Renewable Isobutanol: It’s Time for a Truce

May 18, 2015 |

ButanolBy James Evangelow & Sam Nejame, Special to the Digest

If an advertising professional were writing the copy, renewable isobutanol would be called “The new and improved ethanol”. It overcomes essentially all the major deficiencies of ethanol as a fuel and can be produced in an ethanol plant. However, relentless litigation, waning interest in biofuels in general and meager investment are killing it.

Why isobutanol’s superior physical properties matter.

One of ethanol’s greatest drawbacks as a fuel is its high volatility. The nation’s base gasoline supply changed with the introduction of ethanol oxygenate. Inexpensive light ends were removed to produce the costlier Reformulated Blendstock for Oxygenate Blending (RBOB) to compensate for ethanol’s high volatility in the finished blend. Butanol, on the other hand, has very low volatility, allowing blending without the need for RBOB and freeing the refiner to obtain higher margins for heavier cuts.

In addition, the molecule has nearly 20 percent higher energy density than ethanol. In fact it is sufficiently close to gasoline that it can be used at any blend ratio, even at 100 percent, obviating the need for Flex Fuel Vehicles. Testing this theory, physicist David Ramey, drove from Blacklick, Ohio to San Diego, California using 100 percent butanol in an unmodified 1992 Buick Park Avenue. The vehicle completed the trip without incident and achieved a 14 percent INCREASE in fuel mileage compared to 87 octane gasoline.

Butanol blends present other economic advantages to refiners and consumers.

### The task
Answer these questions using the isobutanol article:
1. What blendstock was produced to make up for ethanol's high volatility?
2. By about how much does butanol's energy density exceed ethanol's?
3. What vehicle did David Ramey drive on 100 percent butanol?
The stored data that comes next is separate from the isobutanol article.

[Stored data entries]
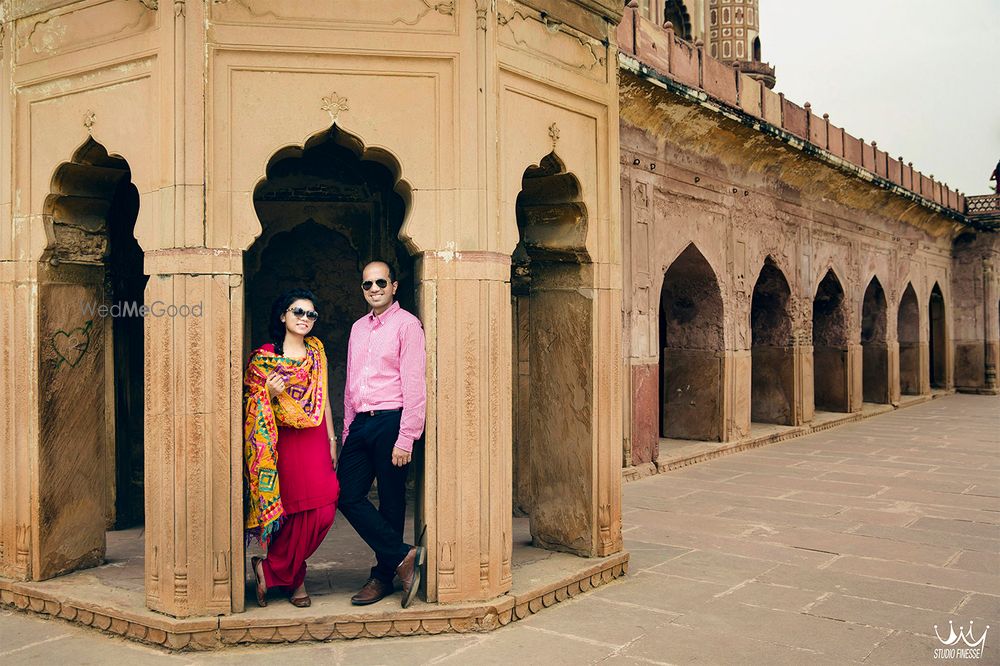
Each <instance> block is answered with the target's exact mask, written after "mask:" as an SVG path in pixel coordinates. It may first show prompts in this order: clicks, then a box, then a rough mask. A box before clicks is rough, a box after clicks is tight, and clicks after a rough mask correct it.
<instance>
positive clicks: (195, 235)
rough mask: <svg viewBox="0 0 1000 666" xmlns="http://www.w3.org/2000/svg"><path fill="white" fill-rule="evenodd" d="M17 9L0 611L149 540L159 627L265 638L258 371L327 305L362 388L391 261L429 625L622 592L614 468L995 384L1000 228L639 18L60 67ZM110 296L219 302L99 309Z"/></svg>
mask: <svg viewBox="0 0 1000 666" xmlns="http://www.w3.org/2000/svg"><path fill="white" fill-rule="evenodd" d="M21 4H22V5H23V7H20V6H19V7H17V8H16V9H15V10H13V14H11V16H10V18H9V20H10V21H11V22H12V26H13V27H12V29H11V30H7V31H4V30H0V51H2V54H3V55H2V58H3V65H4V66H3V67H0V83H2V84H3V85H0V124H2V125H3V128H4V131H3V132H0V165H3V166H2V171H0V295H2V297H3V299H4V303H5V305H6V304H8V303H9V304H11V307H10V310H11V311H12V312H13V313H14V316H13V317H9V318H7V319H6V320H5V321H4V322H2V325H0V343H2V344H3V345H4V346H5V348H9V349H11V350H12V353H10V354H7V355H4V357H2V358H0V395H3V396H5V398H4V399H5V400H6V402H5V403H4V405H5V406H6V408H5V409H4V410H2V414H0V456H2V457H3V459H4V460H5V461H7V462H8V464H6V465H5V466H2V467H0V502H2V506H3V507H4V509H5V511H4V512H3V514H2V515H0V576H2V578H0V590H2V589H6V588H3V587H2V586H4V585H8V584H9V581H11V580H17V581H24V580H35V581H38V580H43V579H48V578H51V577H53V576H57V575H61V574H64V573H66V572H71V571H72V570H74V569H82V568H87V567H91V566H94V565H96V564H99V563H100V562H101V561H102V560H103V559H104V558H105V557H106V555H107V552H106V545H105V544H106V541H107V538H108V537H107V530H108V529H112V528H114V529H117V528H126V527H135V526H137V525H142V526H143V532H142V539H143V541H144V551H143V554H142V555H141V557H142V567H143V570H144V578H143V582H142V585H141V589H137V590H132V592H131V593H130V594H131V596H128V603H129V604H131V606H132V607H134V608H140V609H143V610H142V612H143V613H146V610H145V609H151V610H153V611H156V612H157V615H156V616H155V618H156V620H155V621H156V622H161V621H162V622H166V621H167V620H168V619H169V618H174V619H176V618H186V617H189V616H224V615H227V614H230V613H239V612H242V611H244V610H245V608H244V603H245V601H246V599H247V597H246V595H245V594H244V592H245V582H246V575H245V573H246V572H245V556H246V551H245V548H244V544H243V534H242V517H243V516H242V508H243V507H242V443H241V438H242V428H241V415H242V405H241V399H242V387H241V370H242V364H243V362H244V361H245V359H246V358H247V355H248V354H249V352H250V350H251V349H252V348H253V347H255V346H256V345H258V344H260V343H261V342H263V341H264V331H263V327H264V320H265V317H266V308H267V306H268V304H269V303H270V300H271V298H272V297H273V295H274V294H276V293H277V292H278V291H280V290H282V289H284V288H285V287H287V286H291V285H293V284H303V283H304V284H306V285H309V286H311V287H313V288H314V289H315V290H316V291H317V292H318V298H319V300H320V301H321V302H322V306H323V317H324V319H323V321H322V322H320V326H319V328H318V329H317V330H318V334H319V335H320V336H321V337H322V338H323V340H324V342H325V343H326V347H327V348H328V349H329V350H331V353H330V360H331V368H330V372H331V374H330V378H331V387H330V392H331V394H332V395H338V394H339V393H340V391H341V386H342V384H343V381H344V367H343V362H342V361H343V358H342V355H341V354H340V353H338V352H339V351H342V350H344V348H345V347H346V336H347V332H348V330H349V326H350V323H351V322H352V321H353V320H354V319H356V318H357V317H358V316H359V315H360V314H361V313H362V312H363V311H364V302H363V300H362V298H361V295H360V294H359V290H358V282H359V276H360V271H361V268H362V266H363V264H364V263H365V262H366V261H368V260H369V259H371V258H375V257H378V258H389V259H391V260H392V261H393V262H394V263H395V264H396V267H397V269H398V271H399V281H400V292H399V296H400V300H401V301H402V303H403V305H404V307H407V308H408V309H410V310H412V311H413V312H414V313H415V314H417V315H418V316H419V317H420V319H421V321H422V323H423V324H424V327H425V331H426V334H427V345H428V346H427V356H428V373H427V382H428V411H427V426H426V432H425V438H424V443H423V445H422V447H420V449H421V451H420V453H421V454H422V455H423V462H422V464H421V465H420V466H419V471H416V470H415V472H414V475H413V478H412V479H411V481H412V488H413V491H414V501H413V502H412V503H411V506H412V508H413V524H414V530H415V531H414V537H415V538H416V539H417V540H418V541H419V542H421V543H424V544H426V545H427V546H428V563H427V578H426V586H425V589H424V590H423V591H422V592H421V594H422V597H423V599H424V600H425V601H427V602H429V605H428V608H430V609H432V610H430V611H429V612H431V613H434V612H439V611H440V613H446V612H451V610H453V609H455V608H456V607H457V605H451V604H452V602H456V603H458V602H469V603H470V604H471V603H472V602H475V603H479V602H483V601H485V602H486V603H480V604H479V607H488V608H489V609H491V610H489V613H492V616H490V617H488V618H486V619H484V620H483V622H484V623H487V622H492V623H493V625H496V624H498V623H499V624H503V623H505V620H506V621H509V620H510V619H511V618H512V617H513V614H514V613H515V609H514V608H513V606H514V602H513V595H509V593H510V592H512V591H513V590H515V589H516V588H515V581H518V577H519V576H522V578H521V579H520V580H528V579H529V578H530V576H528V575H527V574H525V573H524V571H525V569H523V568H521V565H523V561H522V562H519V561H518V560H517V557H518V552H522V553H523V552H525V549H531V553H533V556H534V557H535V559H536V560H537V561H553V560H555V559H556V558H565V559H563V560H561V561H562V562H570V564H566V567H567V568H568V569H571V570H572V571H573V572H574V576H576V575H579V576H580V578H579V579H574V580H573V581H571V582H570V583H568V584H566V586H565V589H563V588H560V589H561V590H562V592H566V593H567V594H569V592H568V590H571V589H572V587H571V586H572V585H573V584H576V585H577V586H576V588H575V589H576V590H577V591H579V590H581V589H586V587H584V586H583V584H582V581H584V580H586V581H598V580H600V581H606V580H610V578H612V577H613V576H616V575H621V573H622V572H623V570H624V568H625V566H626V565H627V561H628V554H627V553H625V552H624V550H623V542H622V532H621V518H622V516H621V486H620V484H621V481H622V478H623V474H622V469H623V467H624V468H626V470H625V473H626V476H628V475H630V474H633V473H636V474H635V475H638V474H637V472H636V471H637V470H638V469H640V468H642V469H643V470H645V471H649V470H650V469H654V470H655V469H656V464H657V463H658V462H662V461H664V460H666V459H668V458H669V456H670V455H671V452H672V451H673V450H676V449H679V448H681V447H683V446H687V445H691V442H692V441H694V442H715V443H716V444H718V445H720V446H721V445H725V444H728V443H733V442H742V441H748V440H750V439H752V438H753V437H755V436H759V435H760V433H765V434H766V433H774V432H782V429H783V428H787V427H796V426H802V425H806V424H810V423H813V422H815V421H817V420H818V419H823V418H829V416H830V413H840V414H841V415H844V414H858V413H860V412H862V411H863V410H865V409H868V410H873V409H890V408H891V405H898V404H901V403H902V402H905V401H906V400H919V399H924V398H926V397H928V396H930V395H932V392H933V391H950V390H953V389H956V388H958V389H962V390H974V391H981V392H984V393H995V392H997V376H996V375H997V365H998V360H1000V359H998V356H1000V340H998V338H1000V321H998V310H1000V308H998V307H997V304H998V302H1000V279H998V276H997V271H996V269H995V266H996V262H997V261H998V260H1000V244H998V242H997V240H996V235H995V234H987V233H981V232H980V230H978V229H973V228H971V227H970V226H969V225H966V224H964V222H963V221H962V214H961V213H960V212H959V211H957V210H954V209H952V208H948V207H947V206H945V205H939V204H937V203H934V202H931V201H929V200H927V199H926V198H922V197H921V196H918V195H916V194H914V193H912V192H909V191H908V190H904V189H902V188H899V187H892V188H890V187H879V186H877V185H876V184H873V183H872V182H871V181H870V180H866V179H864V178H859V177H857V173H856V172H854V171H850V170H849V169H845V168H843V164H845V163H846V162H844V161H843V160H840V161H839V162H838V161H835V160H828V159H826V158H825V157H823V155H822V154H821V150H820V149H817V150H815V151H812V152H809V153H807V152H804V151H802V150H800V149H799V148H798V147H795V146H791V147H790V144H788V143H785V142H784V139H783V138H782V137H783V136H785V135H786V134H787V133H786V132H784V131H783V130H781V128H780V127H771V126H769V128H770V129H769V130H768V131H766V132H762V131H761V130H760V125H761V124H763V125H767V124H768V123H771V122H775V121H774V119H773V118H772V119H770V120H768V119H761V120H760V122H759V123H758V125H757V126H751V125H748V124H743V123H737V122H735V121H733V120H732V118H731V116H727V115H725V114H722V113H719V106H718V105H717V104H715V103H714V102H712V103H707V102H705V99H704V98H705V96H704V95H701V94H700V93H699V94H698V95H690V94H687V93H686V92H685V90H686V88H684V86H680V85H678V86H675V87H674V88H670V87H669V86H667V87H665V86H663V85H660V83H657V84H654V83H650V82H649V81H648V80H645V79H643V78H642V76H641V75H639V74H636V73H634V72H632V71H631V70H628V69H627V68H625V67H624V66H623V67H622V68H621V69H619V61H618V60H617V58H616V50H615V39H616V37H615V25H616V24H617V23H618V21H619V20H620V18H621V15H622V10H623V4H624V3H622V2H621V1H620V0H592V1H588V2H575V3H566V2H562V1H557V0H525V1H524V2H515V1H513V0H512V1H511V2H505V3H493V4H490V3H476V6H477V8H479V11H477V12H472V11H468V10H467V9H466V7H471V3H469V4H468V5H467V4H466V3H465V2H462V3H413V2H403V1H402V0H385V1H384V2H381V1H380V2H378V3H368V4H370V5H371V7H370V10H369V11H367V12H366V13H365V15H364V16H360V15H358V14H357V12H356V11H354V10H353V9H351V3H279V2H277V1H276V0H259V1H256V0H255V2H253V3H250V4H252V5H253V6H254V7H255V8H260V9H261V10H262V11H260V12H257V11H256V10H250V9H249V7H248V3H225V2H216V3H181V4H182V5H183V7H181V4H179V5H178V7H179V8H181V9H183V11H178V12H171V11H167V12H163V11H159V10H158V9H157V5H156V3H96V4H95V3H83V2H76V3H73V2H69V1H68V0H67V1H66V2H56V3H47V4H46V7H49V6H51V7H54V8H53V9H51V12H56V13H57V15H58V17H59V25H61V26H66V30H64V31H61V32H59V31H57V32H58V34H56V32H46V33H45V34H46V35H47V36H46V37H45V44H44V48H41V47H39V48H37V49H36V48H35V47H36V46H37V45H36V44H35V43H34V42H31V41H30V40H29V42H30V43H29V42H25V43H21V42H22V40H14V35H33V34H36V31H35V28H36V27H38V26H43V25H45V24H46V23H51V18H52V16H55V15H56V14H51V13H50V12H49V11H48V10H47V11H44V12H43V11H40V10H38V9H37V5H38V3H21ZM161 4H163V3H161ZM452 4H454V5H455V6H451V5H452ZM479 5H482V7H479ZM654 5H655V7H656V14H657V16H659V15H660V14H661V9H662V11H664V12H665V11H670V12H671V14H670V16H669V17H670V18H671V20H672V21H673V20H674V19H675V18H676V22H675V26H676V28H675V29H677V30H678V33H679V34H686V31H687V30H688V29H690V31H691V33H692V36H693V37H698V36H699V35H698V33H699V31H701V32H704V27H705V26H704V25H702V24H704V23H705V22H704V21H699V20H698V18H697V17H695V19H694V21H688V19H689V18H690V17H686V15H685V13H684V11H682V10H683V7H684V6H686V4H685V3H678V2H655V3H652V4H648V3H647V5H646V6H654ZM414 6H416V7H417V9H416V10H414ZM264 10H266V11H264ZM629 11H632V10H629ZM554 17H557V18H554ZM701 18H702V19H704V18H705V17H704V16H702V17H701ZM98 19H99V20H98ZM6 20H7V18H6V17H5V21H6ZM754 20H756V19H754ZM685 21H688V23H690V24H691V25H690V26H688V23H685ZM98 24H100V25H107V26H118V27H120V34H117V33H112V32H109V33H108V35H112V34H113V35H114V36H108V37H107V38H105V37H101V38H100V39H96V38H93V33H92V30H91V27H92V26H94V25H98ZM658 24H659V20H657V25H658ZM5 25H6V23H5ZM88 26H89V27H88ZM276 26H279V27H280V29H276ZM402 26H406V28H405V29H403V28H402ZM413 26H417V27H415V28H414V27H413ZM657 29H658V28H657ZM37 34H38V35H41V34H42V32H38V33H37ZM373 36H374V38H373ZM95 39H96V41H95ZM63 40H65V41H63ZM333 44H336V48H332V46H331V45H333ZM674 47H677V48H674ZM678 49H679V51H678ZM154 50H155V51H156V54H155V57H153V56H151V55H150V54H151V52H152V51H154ZM667 50H674V51H678V52H684V53H687V54H688V56H687V57H689V58H690V57H691V56H690V54H691V53H694V51H692V50H691V47H688V46H685V45H680V46H678V45H677V44H673V45H671V48H669V49H667ZM14 52H16V58H13V60H11V57H12V56H11V55H10V54H11V53H14ZM747 57H750V56H749V54H748V55H747ZM702 60H704V61H705V62H710V61H711V60H710V56H709V55H708V54H707V53H704V52H702V54H701V55H700V56H697V57H694V59H693V60H690V61H689V62H690V63H691V66H693V67H695V68H697V67H698V64H699V63H700V62H702ZM622 62H624V61H622ZM715 65H717V67H715V71H716V72H720V71H721V72H724V73H729V72H731V68H728V67H723V66H722V65H721V64H719V63H715ZM720 67H721V68H722V69H721V70H720V69H719V68H720ZM695 74H696V76H694V77H693V78H694V79H695V80H697V79H698V76H697V72H695ZM720 76H721V75H720ZM705 78H706V79H707V78H709V77H705ZM661 83H662V82H661ZM491 93H495V94H491ZM15 99H16V100H17V104H15V103H14V100H15ZM729 103H730V104H731V102H729ZM15 108H16V109H17V113H14V112H13V110H14V109H15ZM789 108H791V107H789ZM759 110H760V109H759V108H758V111H759ZM779 115H780V114H779ZM9 119H12V120H9ZM778 121H779V122H780V118H779V119H778ZM755 122H757V121H755ZM5 123H12V124H5ZM150 128H164V129H163V130H162V131H160V130H159V129H157V130H156V131H150ZM771 130H774V131H771ZM10 137H16V141H10ZM873 154H875V153H873ZM852 168H853V167H852ZM14 192H17V193H18V195H17V196H16V197H14V196H12V193H14ZM118 302H123V303H143V304H146V305H153V304H156V303H162V304H170V305H182V306H186V307H188V308H191V307H192V306H194V305H198V306H199V307H200V308H203V309H199V310H198V315H197V316H195V315H191V316H169V317H161V316H148V317H145V318H141V317H117V316H106V317H93V316H90V315H88V314H87V311H86V310H85V308H84V309H81V308H82V307H83V306H85V305H86V304H89V303H112V304H113V303H118ZM984 304H986V305H984ZM189 314H190V313H189ZM904 396H913V397H904ZM15 397H16V398H17V399H15ZM333 404H334V411H335V416H336V417H338V418H339V416H340V410H341V408H342V406H341V405H338V404H337V402H336V401H335V402H334V403H333ZM876 404H877V405H879V406H878V407H877V408H876V406H875V405H876ZM719 443H722V444H719ZM691 446H694V445H691ZM68 452H72V455H67V453H68ZM137 532H138V530H137ZM529 542H530V544H532V545H531V546H529V545H528V543H529ZM538 549H545V550H546V551H560V552H557V553H552V552H544V553H542V554H541V555H539V553H540V551H539V550H538ZM525 566H527V565H525ZM69 575H70V576H73V575H77V576H84V575H89V574H82V573H81V574H72V573H71V574H69ZM63 580H67V579H63ZM39 585H45V583H39ZM586 585H587V586H589V585H590V583H589V582H588V583H587V584H586ZM536 587H537V586H536ZM538 589H541V588H540V587H539V588H538ZM338 592H339V590H338ZM344 594H345V595H346V594H347V591H346V590H345V591H344ZM518 594H520V592H518ZM550 594H551V596H552V597H553V598H556V597H557V596H558V595H557V593H556V592H553V591H552V590H550V589H548V588H546V591H544V592H543V593H540V596H539V597H538V599H537V600H533V601H532V603H531V604H528V603H525V604H523V605H524V606H525V607H526V608H527V609H528V610H524V612H533V611H534V609H535V607H536V606H541V605H548V603H549V602H548V601H546V602H544V603H543V601H542V599H543V598H548V595H550ZM5 598H6V597H5ZM498 598H500V599H502V603H497V604H494V602H493V601H492V600H496V599H498ZM436 602H442V605H441V606H438V605H435V603H436ZM518 603H520V602H518ZM502 604H507V606H504V608H506V610H503V611H497V610H496V609H497V608H500V607H501V605H502ZM435 609H436V610H435ZM441 609H444V610H441ZM270 610H273V609H269V611H270ZM314 610H315V608H314ZM422 612H423V611H422ZM498 612H502V613H505V615H503V616H502V617H498V615H497V613H498ZM516 612H518V613H520V612H521V611H520V610H518V611H516ZM484 613H486V611H484ZM487 614H488V613H487ZM147 615H152V613H148V614H147ZM247 615H248V616H250V613H248V614H247ZM264 615H267V614H264ZM254 617H255V618H260V617H261V614H259V613H258V614H257V615H255V616H254ZM484 617H485V616H484ZM446 619H447V618H446ZM199 621H200V620H199ZM178 622H180V620H178ZM493 625H491V626H493ZM217 626H218V625H217ZM331 626H332V625H331ZM442 626H443V625H442ZM470 626H472V625H470ZM474 626H475V627H477V628H483V627H485V626H486V625H485V624H477V625H474ZM215 638H216V639H217V638H218V636H215ZM213 640H214V639H213Z"/></svg>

### Answer for the task
1. Reformulated Blendstock for Oxygenate Blending (RBOB)
2. Nearly 20 percent
3. An unmodified 1992 Buick Park Avenue